Written request:
Identify every line in the entries below that contains the word "mouth" and copy each of those lines.

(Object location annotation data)

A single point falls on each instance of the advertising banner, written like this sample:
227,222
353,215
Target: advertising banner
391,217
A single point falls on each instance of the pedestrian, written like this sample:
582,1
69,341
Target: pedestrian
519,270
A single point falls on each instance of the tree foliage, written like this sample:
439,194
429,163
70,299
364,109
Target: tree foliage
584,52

==

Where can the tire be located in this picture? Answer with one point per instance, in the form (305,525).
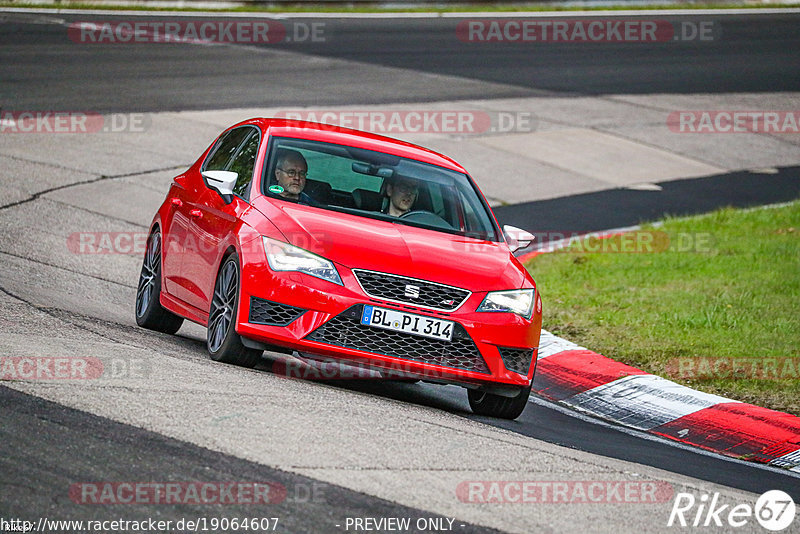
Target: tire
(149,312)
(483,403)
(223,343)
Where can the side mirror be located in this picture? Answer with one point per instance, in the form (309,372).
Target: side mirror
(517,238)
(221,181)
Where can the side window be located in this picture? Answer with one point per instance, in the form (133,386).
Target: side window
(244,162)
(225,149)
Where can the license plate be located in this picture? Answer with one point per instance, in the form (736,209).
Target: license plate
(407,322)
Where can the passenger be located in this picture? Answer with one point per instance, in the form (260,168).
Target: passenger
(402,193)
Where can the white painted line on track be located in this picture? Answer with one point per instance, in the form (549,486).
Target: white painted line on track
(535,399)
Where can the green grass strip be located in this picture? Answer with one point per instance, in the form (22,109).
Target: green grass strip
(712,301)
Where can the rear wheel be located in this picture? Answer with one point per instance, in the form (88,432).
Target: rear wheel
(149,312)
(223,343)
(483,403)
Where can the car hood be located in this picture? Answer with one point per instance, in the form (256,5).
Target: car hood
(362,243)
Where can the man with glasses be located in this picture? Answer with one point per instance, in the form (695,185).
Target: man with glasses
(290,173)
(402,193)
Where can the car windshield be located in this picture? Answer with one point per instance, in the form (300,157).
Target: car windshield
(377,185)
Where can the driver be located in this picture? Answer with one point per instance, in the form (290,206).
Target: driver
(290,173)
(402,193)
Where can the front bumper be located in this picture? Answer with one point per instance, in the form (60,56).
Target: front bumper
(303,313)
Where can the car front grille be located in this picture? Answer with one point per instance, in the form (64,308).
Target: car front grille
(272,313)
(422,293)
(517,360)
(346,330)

...

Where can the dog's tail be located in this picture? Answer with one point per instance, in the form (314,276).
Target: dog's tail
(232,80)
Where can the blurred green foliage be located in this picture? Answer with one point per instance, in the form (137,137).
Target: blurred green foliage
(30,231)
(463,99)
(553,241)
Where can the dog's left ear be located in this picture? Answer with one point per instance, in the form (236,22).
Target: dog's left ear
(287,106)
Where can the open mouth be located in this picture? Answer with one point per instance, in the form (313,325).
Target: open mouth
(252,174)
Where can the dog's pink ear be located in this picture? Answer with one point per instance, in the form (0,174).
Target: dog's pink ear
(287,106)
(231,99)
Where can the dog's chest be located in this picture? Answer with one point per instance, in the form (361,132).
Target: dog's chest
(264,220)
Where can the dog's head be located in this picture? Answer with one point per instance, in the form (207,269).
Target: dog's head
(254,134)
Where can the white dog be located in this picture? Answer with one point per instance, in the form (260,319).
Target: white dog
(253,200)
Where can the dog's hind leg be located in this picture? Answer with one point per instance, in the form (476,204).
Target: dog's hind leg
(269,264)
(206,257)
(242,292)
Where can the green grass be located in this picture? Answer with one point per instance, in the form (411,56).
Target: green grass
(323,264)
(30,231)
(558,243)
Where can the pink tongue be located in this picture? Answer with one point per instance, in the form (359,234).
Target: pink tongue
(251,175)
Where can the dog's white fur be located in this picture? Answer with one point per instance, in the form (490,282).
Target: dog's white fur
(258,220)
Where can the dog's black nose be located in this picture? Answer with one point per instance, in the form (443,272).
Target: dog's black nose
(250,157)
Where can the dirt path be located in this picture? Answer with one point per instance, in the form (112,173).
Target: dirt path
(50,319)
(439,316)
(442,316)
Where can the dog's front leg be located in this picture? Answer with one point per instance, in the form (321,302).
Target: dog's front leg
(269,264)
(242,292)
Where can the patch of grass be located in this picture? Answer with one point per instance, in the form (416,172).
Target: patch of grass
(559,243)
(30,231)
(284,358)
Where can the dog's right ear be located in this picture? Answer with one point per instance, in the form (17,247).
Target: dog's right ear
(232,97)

Result:
Where can the open mouth be located in this picture? Answer with one point per instance, in the form (313,325).
Target: open mouth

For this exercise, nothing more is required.